A Leïla, Latifa, Ouaffa, à la mémoire de Lina Ben Mehnni

et à toutes les autres

 

Un article du journal Le Monde de ce jour, consacré à la remarquable chanteuse franco algérienne Souad Massi, m'a culpabilisé.

 

Comment se taire face à cette scandaleuse régression du statut des femmes dans le monde musulman, et singulièrement au Maghreb, quand on a été témoin dans les années 70-80 de leur fol espoir d'émancipation.

 

Dans ce portrait de Souad Massi on peut lire notamment ceci :

 

A 50 ans, après une tragédie familiale qui aurait pu l’abattre, la chanteuse Souad Massi, égérie d’une double culture apaisée, continue d’exprimer sur scène la défense des droits et libertés des femmes.

 

Je ne serais pas arrivée là si…

 

… Si je n’étais pas née à Bab-El-Oued, le quartier le plus populaire et métissé d’Alger, entourée de femmes aussi fascinantes qu’invisibles.

 

Pourquoi « invisibles » ?

 

Parce que c’était une société d’hommes ! Où les règles étaient faites par les hommes, pour les hommes, et à leur seul bénéfice. Les femmes, petits êtres inférieurs, n’étaient là que pour les servir. Leur sort était joué à la naissance, leur sexe les condamnait à un destin de recluses. Pas de sorties, pas d’éducation, pas de liberté, pas de vie publique. Elles étaient des oiseaux en cage.

[Énoncé du problème 1]
Répondez à ces questions sur le texte consacré à Souad Massi :
(a) Quel journal a publié l'article sur la chanteuse ?
(b) Dans quel quartier d'Alger est-elle née ?
(c) À quoi la dernière phrase compare-t-elle les femmes ?
[Énoncé du problème 2] Dans le texte sur Souad Massi, recopiez le passage allant de « Comment se taire » à « fol espoir d'émancipation. » en substituant « dégradation » à « régression ».
[Énoncé du problème 3] Poursuivez le texte sur Souad Massi et la condition des femmes au Maghreb à la suite de sa dernière phrase.
Les enregistrements n'ont aucun lien avec le texte qui précède.

[Extrait de données]
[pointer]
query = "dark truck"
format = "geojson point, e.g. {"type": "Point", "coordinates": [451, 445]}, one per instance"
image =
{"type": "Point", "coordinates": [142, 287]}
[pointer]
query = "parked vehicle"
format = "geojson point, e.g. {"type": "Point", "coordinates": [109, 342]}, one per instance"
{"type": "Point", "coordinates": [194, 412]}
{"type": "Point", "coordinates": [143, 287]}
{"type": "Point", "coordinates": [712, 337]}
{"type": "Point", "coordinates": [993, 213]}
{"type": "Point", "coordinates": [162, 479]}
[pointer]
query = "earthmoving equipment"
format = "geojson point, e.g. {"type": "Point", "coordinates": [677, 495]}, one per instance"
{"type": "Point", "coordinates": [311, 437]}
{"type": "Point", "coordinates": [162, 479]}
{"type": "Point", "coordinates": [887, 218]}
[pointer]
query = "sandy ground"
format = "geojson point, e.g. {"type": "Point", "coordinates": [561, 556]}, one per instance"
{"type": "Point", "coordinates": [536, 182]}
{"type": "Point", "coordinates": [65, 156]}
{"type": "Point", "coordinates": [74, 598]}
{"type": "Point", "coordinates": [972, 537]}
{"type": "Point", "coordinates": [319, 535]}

[Réponse attendue 1]
(a) Le Monde.
(b) Bab-El-Oued.
(c) À des oiseaux en cage.

[Réponse attendue 2]
Comment se taire face à cette scandaleuse dégradation du statut des femmes dans le monde musulman, et singulièrement au Maghreb, quand on a été témoin dans les années 70-80 de leur fol espoir d'émancipation.

[Réponse attendue 3]
Vous en aviez conscience, petite fille ?

 

Ah oui ! Et la perspective de devenir moi-même, un jour, l’un de ces oiseaux entravés me terrifiait. Je passais tout mon temps, enfant, avec ces femmes de ma famille et nos voisines, que je trouvais magnifiques et talentueuses. J’écoutais les conversations, j’observais les regards. Ce qui me frappait, c’était la tristesse et la mélancolie de ces femmes. Cela me semblait injuste. Et cette différence avec la liberté des hommes m’était incompréhensible."

 

Plus loin, elle s'écrie :

 

"la seule issue, pour exister, c’était d’avoir un statut, de faire des études et de prendre un vrai métier de mec, ingénieur en génie civil, dans le bâtiment, comme les hommes. Je devais me surpasser pour devenir leur égale. Il ne me faudrait pas longtemps pour comprendre que rien n’y ferait : une femme a beau être ingénieure, médecin ou juge, elle garde toujours son statut de mineure − sous la dépendance de son père, de son frère, voire de son plus jeune frère, tant qu’elle n’est pas mariée, puis sous la coupe d’un mari. Quelle folie !

 

Souad Massi s'est réfugiée en France, a épousé un homme éduqué qui finit par la tromper. La suite est un drame abominable. Voila ce que l'on pouvait lire dans la presse en mars dernier :

 

"Abdellatif Z, l’ancien mari de la chanteuse Souad Massi, a été condamné samedi à 15 ans de réclusion criminelle pour avoir tenté d’assassiner leurs deux filles, alors âgées de 6 et 11 ans.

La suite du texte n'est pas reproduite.